─── Textauszug
Genau das habe ich mir auch das erste Mal gesagt, als mir klar wurde, das man alles mit anderen Augen sieht, wenn man genau weiß, dass man demnächst arbeiten muss. Ich dämlicher Vollidiot habe ja eine Ausbildung im Einzelhandel gemacht. Scheiß Beruf, scheiß Bezahlung. Aber nun gut, darüber lässt sich ja bekanntlich streiten, so was in der Art behauptet ja jeder von seiner Arbeit.

So als Student, wenn man mit gar nichts was am Hut hat, dann geht man in der Weltgeschichte rum und es kann einen einfach Alles und Jeder am Arsch lecken! Wenn man weiß, dass man bald arbeiten gehen muss, dann ändert sich das zwar nicht, also die Sache mit dem Arsch lecken, aber für mich sieht dann ein scheiß Möbelhaus nicht mehr aus wie ein lächerlicher Kasten, sondern der sieht dann plötzlich aus wie ein lächerlicher Kasten, wo man ja eigentlich mal eine Bewerbung hinschicken könnte. Einfach nur, weil man nicht weiß, wo man sonst eine Bewerbung hinschicken soll.

Und plötzlich ist dieses scheiß beklemmende Gefühl da: Bald bezahlt dir der Staat dein scheiß Leben nicht mehr. Kacke. Tja, die Eltern husten dir einen, wenn Du sie fragst, ob sie dich vielleicht mal so sechs bis sieben Jahre aushalten würden, und die Omma drückt dir bestenfalls fünfzig Euro in die Hand, für watt Schönes für zum kaufen.

Tja, eigentlich hat man ja für so was eine Freundin, aber die lacht einen noch nicht mal aus, wenn man der die grandiose Idee erklärt, das sie doch arbeiten kann, und man selber dann zu Hause kocht und die Wäsche macht. Die wirft im besten Fall so einen Garfieldblick rüber, so einen mit halb geschlossenen Augen, um den Vorschlag in der nächsten Sekunde schon wieder vergessen zu haben.
──────
◆ **Zu bearbeitende Aufgaben**:
**A.** Kopieren Sie den Abschnitt des Textauszugs, der mit den Worten „Und plötzlich ist“ einsetzt, und hören Sie nach den Worten „für zum kaufen.“ auf.
**B.** Beantworten Sie anhand des Textauszugs die folgenden Fragen:
(i) In welchem Bereich wurde die Ausbildung gemacht?
(ii) Wie viele Jahre lang sollen die Eltern einen aushalten?
(iii) Welchen Betrag drückt die Omma einem bestenfalls in die Hand?
─── Einträge des Datensatzes
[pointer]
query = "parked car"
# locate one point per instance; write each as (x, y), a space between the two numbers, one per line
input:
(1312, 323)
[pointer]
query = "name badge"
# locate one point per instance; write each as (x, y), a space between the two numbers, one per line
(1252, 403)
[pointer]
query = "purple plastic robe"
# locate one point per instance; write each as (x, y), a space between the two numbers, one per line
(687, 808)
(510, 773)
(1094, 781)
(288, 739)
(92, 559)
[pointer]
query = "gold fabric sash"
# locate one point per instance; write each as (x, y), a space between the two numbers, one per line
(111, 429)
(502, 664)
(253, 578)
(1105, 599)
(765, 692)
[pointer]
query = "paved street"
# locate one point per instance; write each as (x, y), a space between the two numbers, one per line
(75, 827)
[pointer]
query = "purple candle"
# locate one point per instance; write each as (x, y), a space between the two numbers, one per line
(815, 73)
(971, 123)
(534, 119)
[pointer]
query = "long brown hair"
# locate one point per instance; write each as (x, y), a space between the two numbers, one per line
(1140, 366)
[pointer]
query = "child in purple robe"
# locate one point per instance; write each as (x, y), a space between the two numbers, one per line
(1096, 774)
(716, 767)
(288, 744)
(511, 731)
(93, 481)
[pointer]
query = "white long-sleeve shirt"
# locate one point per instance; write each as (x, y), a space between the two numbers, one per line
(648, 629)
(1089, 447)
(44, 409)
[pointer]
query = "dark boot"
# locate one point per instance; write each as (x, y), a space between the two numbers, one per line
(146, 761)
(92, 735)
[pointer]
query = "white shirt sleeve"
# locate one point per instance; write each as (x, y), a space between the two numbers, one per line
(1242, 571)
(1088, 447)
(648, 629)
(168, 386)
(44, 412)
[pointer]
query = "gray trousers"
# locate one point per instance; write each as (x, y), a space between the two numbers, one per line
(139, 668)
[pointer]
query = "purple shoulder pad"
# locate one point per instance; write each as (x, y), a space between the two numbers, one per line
──────
◆ **Ausgearbeitete Lösungen**:
**A.**
Und plötzlich ist dieses scheiß beklemmende Gefühl da: Bald bezahlt dir der Staat dein scheiß Leben nicht mehr. Kacke. Tja, die Eltern husten dir einen, wenn Du sie fragst, ob sie dich vielleicht mal so sechs bis sieben Jahre aushalten würden, und die Omma drückt dir bestenfalls fünfzig Euro in die Hand, für watt Schönes für zum kaufen.

**B.**
(i) Im Einzelhandel.
(ii) Sechs bis sieben Jahre.
(iii) Fünfzig Euro.